Identify each line in the data below that contains the word "above", and copy those lines out in full.

▸ Input for this task:
********************

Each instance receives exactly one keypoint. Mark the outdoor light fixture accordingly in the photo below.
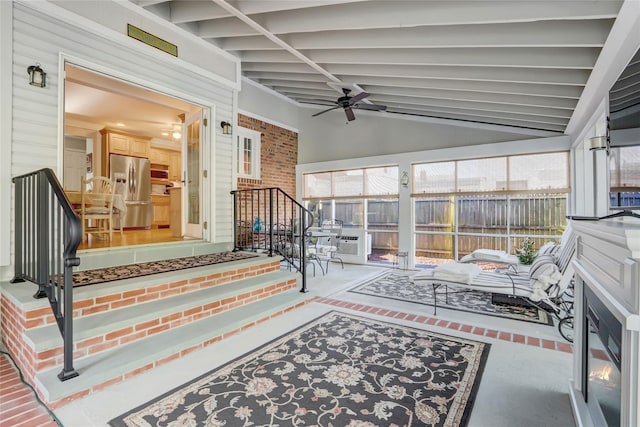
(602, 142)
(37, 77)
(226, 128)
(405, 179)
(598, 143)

********************

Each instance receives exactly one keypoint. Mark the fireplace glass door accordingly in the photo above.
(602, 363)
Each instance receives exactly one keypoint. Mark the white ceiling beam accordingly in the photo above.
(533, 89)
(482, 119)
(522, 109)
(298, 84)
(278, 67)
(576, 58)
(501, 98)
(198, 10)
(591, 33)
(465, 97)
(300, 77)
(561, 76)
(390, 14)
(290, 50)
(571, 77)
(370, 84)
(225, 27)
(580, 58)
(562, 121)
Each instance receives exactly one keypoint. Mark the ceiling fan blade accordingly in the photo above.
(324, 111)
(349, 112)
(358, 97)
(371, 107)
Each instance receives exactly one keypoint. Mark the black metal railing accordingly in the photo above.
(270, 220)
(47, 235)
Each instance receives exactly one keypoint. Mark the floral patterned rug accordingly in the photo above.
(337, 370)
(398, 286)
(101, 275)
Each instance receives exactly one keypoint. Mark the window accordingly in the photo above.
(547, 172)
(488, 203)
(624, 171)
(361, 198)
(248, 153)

********************

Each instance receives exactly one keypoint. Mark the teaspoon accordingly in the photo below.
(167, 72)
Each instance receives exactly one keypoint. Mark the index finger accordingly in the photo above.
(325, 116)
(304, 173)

********************

▸ Final answer:
Each instance receives exactly one keypoint. Mark the fireplace glass door accordingly in the photo above.
Each instance receives exactly one keypoint. Mark the white ceiling beam accordingly in the photo above.
Each instance receives exactly one keypoint. Mark the ceiling fan blade accordingly in the photo above.
Each instance receives exactly one keypoint. Mark the black metal railing accordingly in the photo above.
Each instance receives exactly one keypoint. Mark the floral patterned rug accordingly in the photo above.
Each instance receives exactly one keypoint. Mark the window accordingly in the photo above.
Each instance receives exactly one keypoint. Mark the index finger accordingly in the photo above.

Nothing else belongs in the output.